**Text shown**
━━━━━━━━━━
Sunday, July 10, 2016

7. Out of the Mouths of Babes


  • When Maggie was being wheeled away to surgery during her recent appendectomy, she very bravely informed the nurses and doctors that "I didn't even cry when I got my flu shot." I'm sure they were relieved to know that they had a veteran on their hands.
  • Jared commented that it's "definitely not a walk in the park to have your appendix out."
  • Pregnancy-related items:
    • Maggie asked whether the baby would be born with clothes on. Nope. 
    • Maggie asked whether the mommy ever gets to take a nap during the labor and delivery. "Then the mommy would wake up and say, 'Hey, why is my baby out already?'" Yes, if only it were that easy. 
    • We explained that Jenny would be in labor for at least a few hours, that it's very hard work, and that Jenny would have to push to help get the baby out. When Jenny further explained that she would be sore for a few weeks, Evy literally started crying: "I don't want to have a baby! I don't want a sore bottom!" 
  • Evy did something mildly mean or annoying to Jared, and he commented that she had "turned to a life of bullying." He made it sound like she was already well down the path toward a life of crime and prison.
━━━━━━━━━━
**The data**

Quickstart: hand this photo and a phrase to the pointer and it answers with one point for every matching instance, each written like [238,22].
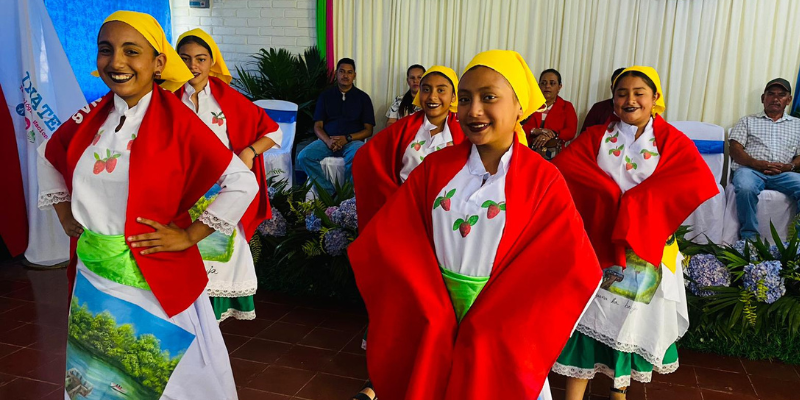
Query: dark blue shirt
[344,117]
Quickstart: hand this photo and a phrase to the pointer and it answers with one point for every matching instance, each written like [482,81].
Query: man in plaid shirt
[765,148]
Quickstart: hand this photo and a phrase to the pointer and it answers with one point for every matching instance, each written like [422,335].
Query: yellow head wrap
[175,73]
[450,74]
[218,67]
[651,73]
[514,68]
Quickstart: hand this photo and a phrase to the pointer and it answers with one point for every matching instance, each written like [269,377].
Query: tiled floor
[311,350]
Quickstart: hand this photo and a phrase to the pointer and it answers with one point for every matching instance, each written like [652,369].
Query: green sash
[463,290]
[110,257]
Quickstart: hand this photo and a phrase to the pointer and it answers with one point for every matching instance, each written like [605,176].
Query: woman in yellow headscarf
[246,129]
[122,175]
[460,267]
[634,181]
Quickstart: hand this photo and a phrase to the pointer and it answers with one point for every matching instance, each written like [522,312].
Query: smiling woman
[103,171]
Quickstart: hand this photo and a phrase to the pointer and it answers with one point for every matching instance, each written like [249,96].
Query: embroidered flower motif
[629,165]
[464,226]
[617,150]
[218,118]
[493,208]
[444,201]
[108,163]
[647,154]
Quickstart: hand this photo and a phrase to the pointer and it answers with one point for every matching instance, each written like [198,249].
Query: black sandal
[364,396]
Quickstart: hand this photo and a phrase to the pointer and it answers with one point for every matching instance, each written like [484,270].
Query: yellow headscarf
[514,68]
[450,74]
[175,73]
[218,68]
[651,73]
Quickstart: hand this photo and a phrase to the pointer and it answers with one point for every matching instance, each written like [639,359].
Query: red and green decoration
[493,208]
[465,225]
[444,201]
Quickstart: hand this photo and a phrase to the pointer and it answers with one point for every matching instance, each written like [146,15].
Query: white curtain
[714,56]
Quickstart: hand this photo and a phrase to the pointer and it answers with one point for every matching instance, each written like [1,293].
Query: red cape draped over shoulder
[377,164]
[643,218]
[174,160]
[544,274]
[247,123]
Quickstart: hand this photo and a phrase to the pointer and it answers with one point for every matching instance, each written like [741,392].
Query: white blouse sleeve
[52,187]
[239,188]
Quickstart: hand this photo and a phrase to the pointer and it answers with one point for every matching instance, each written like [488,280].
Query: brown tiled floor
[304,350]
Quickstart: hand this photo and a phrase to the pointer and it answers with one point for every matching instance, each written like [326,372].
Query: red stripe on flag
[13,217]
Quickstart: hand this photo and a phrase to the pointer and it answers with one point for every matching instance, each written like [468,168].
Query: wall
[241,27]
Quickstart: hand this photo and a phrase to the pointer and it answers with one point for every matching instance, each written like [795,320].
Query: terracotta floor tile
[281,380]
[776,370]
[249,328]
[684,376]
[711,361]
[233,342]
[244,371]
[252,394]
[775,389]
[272,311]
[330,387]
[309,358]
[24,335]
[714,395]
[285,332]
[354,345]
[265,351]
[26,389]
[305,316]
[724,381]
[345,322]
[328,339]
[663,391]
[349,365]
[21,362]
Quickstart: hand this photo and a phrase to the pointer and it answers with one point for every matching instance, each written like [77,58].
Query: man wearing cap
[764,148]
[343,118]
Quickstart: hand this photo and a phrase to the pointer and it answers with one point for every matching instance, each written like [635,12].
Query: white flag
[41,91]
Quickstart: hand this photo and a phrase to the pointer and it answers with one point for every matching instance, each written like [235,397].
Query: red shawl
[644,217]
[545,273]
[562,119]
[377,165]
[175,159]
[247,123]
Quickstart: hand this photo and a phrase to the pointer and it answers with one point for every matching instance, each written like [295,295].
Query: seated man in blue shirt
[765,148]
[343,118]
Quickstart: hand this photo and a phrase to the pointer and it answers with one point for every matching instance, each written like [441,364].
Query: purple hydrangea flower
[345,216]
[705,270]
[275,226]
[767,274]
[335,242]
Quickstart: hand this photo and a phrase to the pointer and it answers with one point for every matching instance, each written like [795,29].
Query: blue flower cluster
[335,242]
[275,226]
[345,216]
[313,223]
[768,274]
[706,270]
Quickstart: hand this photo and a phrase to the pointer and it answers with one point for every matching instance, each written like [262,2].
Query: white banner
[41,91]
━━━━━━━━━━
**To do**
A – In the blog post of the children's sayings, what did Maggie tell the nurses and doctors as she was wheeled away to surgery?
B – Please continue the blog post of the children's sayings from its last line, adding a few more entries in the same style.

**Answers given**
A – She told them, "I didn't even cry when I got my flu shot."

B –
  • I was recently teaching my brothers and sisters how to play a new card game, and I was explaining the concept of a trump card. Jared took that opportunity to tell the following joke, which he made up on the fly: What's a trump card? It's when the cards come to life on the table and say, "It's gonna be huge!" (You have to imagine the cards saying this in a little kid New York accent that was a pretty good impersonation of The Donald.)
  • Please enjoy this adorable poem that Jared wrote Jenny for Mother's Day:
    • Most amazing mom
    • Oh, I love you!
    • Teaching me piano
    • Happy all the day
    • Each day, you smile
    • Really amazing
    • Dragging sadness down
    • Each day, you are my mom
    • Amazing person
    • Reaching to my heart
  • When Jenny told the kids that we were having potato bar for dinner, Maggie exclaimed, "Potato barf!? What's that?"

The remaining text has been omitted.